Required work. Would you return the listing that follows exactly, leaving its pictures behind?

=== Extracted entries ===

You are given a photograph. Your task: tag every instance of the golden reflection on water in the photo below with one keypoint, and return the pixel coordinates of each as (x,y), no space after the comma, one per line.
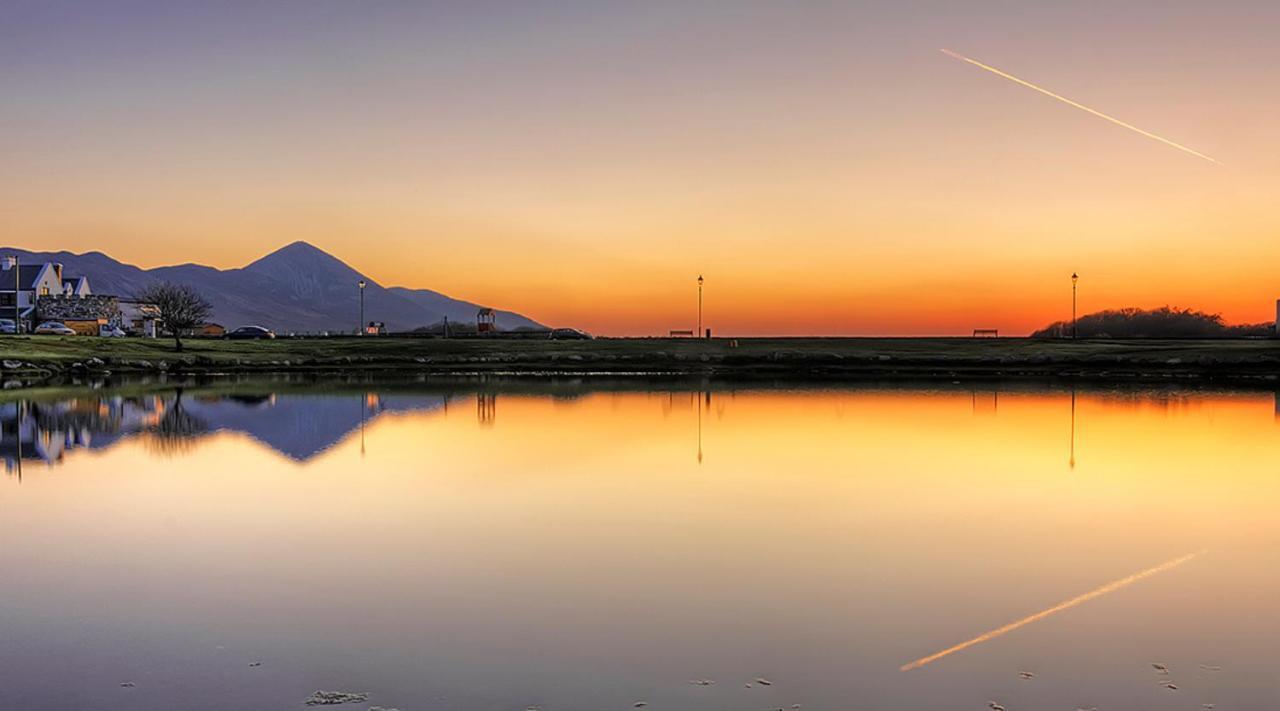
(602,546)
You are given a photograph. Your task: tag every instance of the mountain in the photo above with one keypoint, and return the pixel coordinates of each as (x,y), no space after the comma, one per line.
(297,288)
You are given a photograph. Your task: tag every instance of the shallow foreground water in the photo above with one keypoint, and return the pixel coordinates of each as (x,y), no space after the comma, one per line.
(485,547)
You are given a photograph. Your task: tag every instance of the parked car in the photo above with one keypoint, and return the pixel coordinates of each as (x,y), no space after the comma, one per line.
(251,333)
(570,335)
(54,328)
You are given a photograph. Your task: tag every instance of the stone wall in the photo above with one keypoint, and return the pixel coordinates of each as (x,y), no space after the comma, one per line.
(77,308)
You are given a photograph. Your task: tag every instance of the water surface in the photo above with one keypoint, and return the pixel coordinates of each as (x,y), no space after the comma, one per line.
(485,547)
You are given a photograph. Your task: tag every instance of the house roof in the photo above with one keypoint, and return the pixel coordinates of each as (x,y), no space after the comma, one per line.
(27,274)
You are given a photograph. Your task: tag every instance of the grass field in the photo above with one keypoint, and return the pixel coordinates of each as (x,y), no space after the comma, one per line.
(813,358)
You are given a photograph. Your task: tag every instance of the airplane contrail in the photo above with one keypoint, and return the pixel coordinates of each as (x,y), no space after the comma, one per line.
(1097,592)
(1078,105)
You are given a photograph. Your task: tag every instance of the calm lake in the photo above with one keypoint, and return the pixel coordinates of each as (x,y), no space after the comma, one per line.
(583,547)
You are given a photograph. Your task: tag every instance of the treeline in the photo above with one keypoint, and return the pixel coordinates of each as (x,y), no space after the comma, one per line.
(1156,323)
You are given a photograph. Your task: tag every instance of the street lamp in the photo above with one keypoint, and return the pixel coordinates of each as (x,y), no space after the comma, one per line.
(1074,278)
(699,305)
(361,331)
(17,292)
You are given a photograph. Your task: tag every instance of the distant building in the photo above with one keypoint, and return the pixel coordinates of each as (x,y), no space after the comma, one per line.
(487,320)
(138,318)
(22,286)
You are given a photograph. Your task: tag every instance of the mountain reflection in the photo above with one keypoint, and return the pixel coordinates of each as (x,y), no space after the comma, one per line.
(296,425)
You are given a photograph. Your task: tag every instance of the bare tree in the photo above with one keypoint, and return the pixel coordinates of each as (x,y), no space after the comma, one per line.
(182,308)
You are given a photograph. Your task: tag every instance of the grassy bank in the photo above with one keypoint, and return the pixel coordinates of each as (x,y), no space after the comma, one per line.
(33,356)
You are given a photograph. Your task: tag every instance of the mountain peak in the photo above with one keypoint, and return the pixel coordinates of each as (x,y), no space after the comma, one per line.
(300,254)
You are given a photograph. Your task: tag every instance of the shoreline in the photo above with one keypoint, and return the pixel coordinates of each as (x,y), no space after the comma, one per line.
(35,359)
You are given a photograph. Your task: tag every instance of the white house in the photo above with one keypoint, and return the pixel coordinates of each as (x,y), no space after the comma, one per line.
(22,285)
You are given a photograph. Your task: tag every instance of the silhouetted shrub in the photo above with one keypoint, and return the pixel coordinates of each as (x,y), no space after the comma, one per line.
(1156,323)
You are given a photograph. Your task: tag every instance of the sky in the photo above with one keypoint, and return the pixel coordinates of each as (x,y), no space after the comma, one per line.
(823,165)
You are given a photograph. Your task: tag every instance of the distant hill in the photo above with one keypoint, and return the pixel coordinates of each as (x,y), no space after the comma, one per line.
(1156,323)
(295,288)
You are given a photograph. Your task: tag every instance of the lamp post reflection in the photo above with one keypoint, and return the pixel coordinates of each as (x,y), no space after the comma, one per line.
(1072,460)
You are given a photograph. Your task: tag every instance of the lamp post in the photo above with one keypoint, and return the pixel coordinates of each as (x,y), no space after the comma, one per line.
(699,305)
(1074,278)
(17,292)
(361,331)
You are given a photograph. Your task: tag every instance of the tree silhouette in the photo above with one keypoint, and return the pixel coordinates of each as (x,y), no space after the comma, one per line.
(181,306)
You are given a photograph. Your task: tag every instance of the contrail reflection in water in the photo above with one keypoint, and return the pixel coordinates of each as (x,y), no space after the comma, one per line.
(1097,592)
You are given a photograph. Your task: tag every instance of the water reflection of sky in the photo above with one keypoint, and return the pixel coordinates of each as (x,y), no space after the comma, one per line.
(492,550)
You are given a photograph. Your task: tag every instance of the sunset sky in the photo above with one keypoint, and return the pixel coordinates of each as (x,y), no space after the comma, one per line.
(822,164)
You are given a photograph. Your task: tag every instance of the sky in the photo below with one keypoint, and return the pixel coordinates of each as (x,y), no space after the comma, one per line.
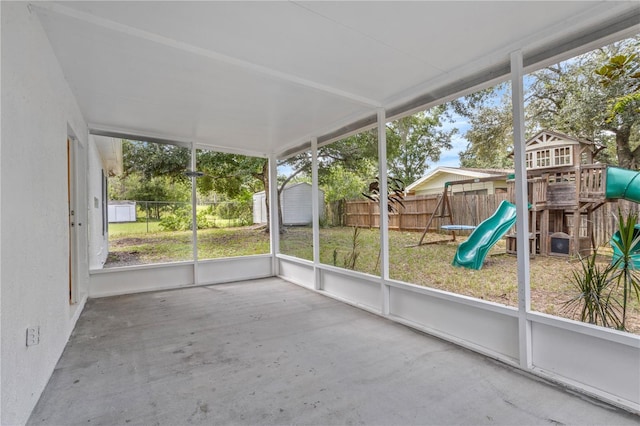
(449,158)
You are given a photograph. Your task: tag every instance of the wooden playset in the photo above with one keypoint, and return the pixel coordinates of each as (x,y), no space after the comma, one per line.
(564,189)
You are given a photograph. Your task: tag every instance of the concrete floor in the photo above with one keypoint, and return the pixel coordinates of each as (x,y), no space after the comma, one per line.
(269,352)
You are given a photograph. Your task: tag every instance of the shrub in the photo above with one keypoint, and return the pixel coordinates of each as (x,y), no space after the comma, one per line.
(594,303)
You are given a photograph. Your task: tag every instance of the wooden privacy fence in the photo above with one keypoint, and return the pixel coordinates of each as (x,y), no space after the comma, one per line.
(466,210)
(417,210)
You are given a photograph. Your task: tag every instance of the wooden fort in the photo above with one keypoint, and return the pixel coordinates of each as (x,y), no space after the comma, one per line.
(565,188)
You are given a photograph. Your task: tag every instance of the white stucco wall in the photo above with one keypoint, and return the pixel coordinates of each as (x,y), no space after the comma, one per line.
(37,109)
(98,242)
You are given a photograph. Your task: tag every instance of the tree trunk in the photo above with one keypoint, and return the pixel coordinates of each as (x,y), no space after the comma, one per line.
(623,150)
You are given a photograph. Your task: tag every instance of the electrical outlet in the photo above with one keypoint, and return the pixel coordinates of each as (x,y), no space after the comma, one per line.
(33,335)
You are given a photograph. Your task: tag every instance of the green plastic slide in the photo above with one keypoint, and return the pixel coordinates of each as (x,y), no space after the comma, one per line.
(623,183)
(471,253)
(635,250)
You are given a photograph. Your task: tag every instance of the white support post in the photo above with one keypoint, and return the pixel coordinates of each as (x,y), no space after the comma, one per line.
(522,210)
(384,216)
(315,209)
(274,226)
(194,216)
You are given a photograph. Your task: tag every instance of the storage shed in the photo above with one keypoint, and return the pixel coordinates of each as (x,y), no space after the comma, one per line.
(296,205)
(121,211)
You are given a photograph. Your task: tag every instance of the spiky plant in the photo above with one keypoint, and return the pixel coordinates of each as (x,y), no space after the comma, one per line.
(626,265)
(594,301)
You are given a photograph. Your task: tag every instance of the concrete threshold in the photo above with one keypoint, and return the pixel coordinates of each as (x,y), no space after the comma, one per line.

===

Written reply.
You are given a photograph. Your task: tag every instance of the golden reflection on water in the photo below with one keypoint, and return the pixel coordinates of each as (x,y), no space after the comma, one per line.
(602,546)
You are given a photograph. Your task: tag every instance of the mountain in the photo above with one keypoint, and return the pixel coordinates of each as (x,y), no space after the comma, one per line.
(297,288)
You are given a photograph. Your task: tag every instance of the shallow foreground water in the photo above with one keypoint, and return the pixel coordinates of each as (x,y), no space after the comma, one per line.
(485,547)
You are given a photograph. Your task: tag every instance of the parked car in the photo above with one keypoint, and return the pixel coordinates of each as (x,y), no space after the comma, one per line.
(251,333)
(570,335)
(54,328)
You are given a photograph. Your task: tag every instance of the stone wall in the photo above with one keypoint, and return the pixel coordinates of each as (x,y), no space after the comma, one per line.
(77,308)
You are given a photograph. Your task: tag every instance of the water surface in the photo above with one keypoint, and return the pixel coordinates of each as (x,y), no space after the comma, one per line.
(485,547)
You are given a photograph. Your task: tag every instance of the house roof in the photo above with one keypoint, and return the pixel coordinates of each as (x,y), no space after the comma, one per line.
(27,274)
You are given a photograph. Your task: tag every instance of the grass field in the photo above with one keypoint, and return the pixel coordinates of each as (x,y), no space after the comma, one per line.
(813,358)
You are given a photograph. Your task: tag every instance of the airplane contrail in the photo above with one keypoint, and return the pixel coordinates of each as (x,y), no space after the comma, one per line.
(1097,592)
(1078,105)
You are given a photograph. Your task: tag every instance of the calm lake in the photo above with one keypoint, and return the pixel coordinates of each as (x,y), no space after the comma, one per line.
(583,547)
You are given a photograph. Your task: tag every instance of the treeline in the photo above with one keypoint, and return the pixel coordinates of each as (x,y), no space after the comma, one per line.
(1156,323)
You are given a photograph. Your task: tag every instance of the street lamp in the photo above with one keypoint, and return the pixel coordinates of each as (x,y), no space after the comma, one per line.
(1074,278)
(699,305)
(361,331)
(17,292)
You are given a photograph. Your task: tag every instance of the distant building in the photo above with one keypoint, and return the pixel coordinates of each as (x,y), no space after the comma, one per line.
(487,320)
(138,318)
(22,286)
You are given a photograph. Your task: tag every instance of the mountain reflection in the photo above with one keypoint, and return the pixel coordinates of each as (x,y), no space after the comma, one per line.
(296,425)
You are given a photograph. Your task: tag every instance of the bare tree in the photo above with one keypoint, and return the pixel coordinates of each as (x,y), no space after the comma, one per line.
(182,308)
You are given a photograph. Your task: tag every instance of the grassy bank in the photo above with one keypoint, and return the pixel coordinates of each as (x,y), no space after the comma, one per line.
(33,356)
You are given a photograph. Your task: tag every instance of the mountain peak in the photo above with one keypoint, and return the pixel coordinates of each as (x,y), no space after the comma, one per line.
(300,254)
You are given a photograph. Your task: tag every instance of the shoreline in the photo above with one keypoint, and return the pixel coordinates of each as (x,y), no space after the comma, one per line.
(35,359)
You are given a photograph. Your task: tag every instance of the white house in the photo above with one keypoint, and return the pixel coordinates of each as (x,y), no space after the comma, one per line.
(22,285)
You are given a photograph. Your task: tag every instance of the silhouetted shrub in the photo above with one keypoint, and return the pixel coordinates of each as (x,y), no space after the comma, one per line.
(1156,323)
You are given a photograph. Your task: tag every instance of the sky in the photo above with one keypoint, and return the pixel coordinates of each as (x,y), no space after the comma, one per line.
(823,165)
You are given a photograph. Your task: tag every instance of the distant hill in the photo above with one keypoint, and return the pixel coordinates of each as (x,y), no space after the comma, one per line.
(1156,323)
(295,288)
You are given a photograph. Your task: tag every instance of the lamp post reflection in the photo above with one keypoint, and return the pixel coordinates of each as (x,y), no space after the comma, one per line.
(1072,460)
You are given a photograph. Your task: tag every instance of the lamp post in the photo above with one keypoint, and return the pixel coordinates of each as (x,y), no space after the comma, one per line.
(699,305)
(1074,278)
(17,292)
(361,331)
You are given a photograph. Your task: tag every instance of the tree silhouette in the photo above with one keypoint, and return the pixel coordinates of each as (x,y), no space after the comma, one per line.
(181,306)
You are given a photograph. Your task: tag every instance of the contrail reflection in water in the photo above with one keypoint, and return the pixel coordinates of each as (x,y), no space after the comma, one per line.
(1097,592)
You are given a photograph. Your task: tag every instance of the water reflection of sky in the photo above with one keypoint, and return the pixel coordinates of each as (x,y), no space after the comma, one per line.
(492,550)
You are given a photograph. Your task: tag every instance of the sunset sky in the photo above with one keypoint, and return the pixel coordinates of each as (x,y), no space after the comma, one per line.
(822,164)
You are given a photograph. Your task: tag every instance of the sky in the photo below with one keypoint, and return the pixel coordinates of each as (x,y), no space after the comma, one per line.
(449,158)
You are given a photograph. Your task: tag every instance of the wooden playset in the photo above with one keypoint, and return the pixel coordinates of each as (x,y), no space after the comma, one per line.
(564,189)
You are given a photograph. Your task: tag every instance of the concrete floor in the photo above with one keypoint, and return the pixel coordinates of each as (x,y), no space after the comma, one per line.
(269,352)
You are given a photograph. Your task: tag every instance of the shrub in the photo above with one keypoint, and return the pixel coordinates of each as (x,y), no space after the comma, one per line.
(594,303)
You are given a photograph. Your task: tag every instance of the wooden privacy fence in the photo above with one keypoint, and return the pixel coordinates of each as (x,y), no space after the comma, one per line.
(466,210)
(417,210)
You are given a photograph. Your task: tag every instance of the wooden fort in the photo above with one keypoint, and return the pixel coordinates of each as (x,y), no space after the comma, one per line.
(565,188)
You are given a photograph. Your task: tag every instance of the white stucco wall in the photo above with one keypoint, and return the pixel coordinates of each as (x,y), no space after the comma, one per line.
(37,109)
(98,242)
You are given a photograph. Your task: tag every instance of the tree trunk in the photo above with one keypoint, and return the pixel coordinates of each as (x,y), no space after the comma, one per line.
(623,150)
You are given a photograph. Your task: tag every instance of the electrical outlet in the photo above with one keypoint, and return the pixel coordinates of each as (x,y), no space after the comma, one per line.
(33,335)
You are given a photograph. Your task: tag every instance of the green plastic slide in the photo above with one keypoint, and return the pixel coordinates of each as (x,y), no space after the comma, one per line.
(623,183)
(471,253)
(635,250)
You are given a photograph. Your task: tag every instance of the white support post in the photo above with one keypoint, and return the pixel coordinates of each as (x,y), no space after the comma, one per line.
(522,210)
(384,216)
(315,209)
(274,226)
(194,216)
You are given a photograph. Your task: tag every instance of the storage shed in the photo above with one keypoint, and return the pixel coordinates of each as (x,y), no space after the comma, one per line.
(296,205)
(121,211)
You are given a photograph. Your task: tag every instance of the spiky plant in the photo above with one keypoint, and return the pixel coordinates of each as (x,y), no space after the comma, one per line.
(626,265)
(594,301)
You are given a photograph. Your task: tag every instance of the concrete threshold in the photo above with one keypoint, and return the pixel coordinates of each as (x,y), no space after the comma, one per line.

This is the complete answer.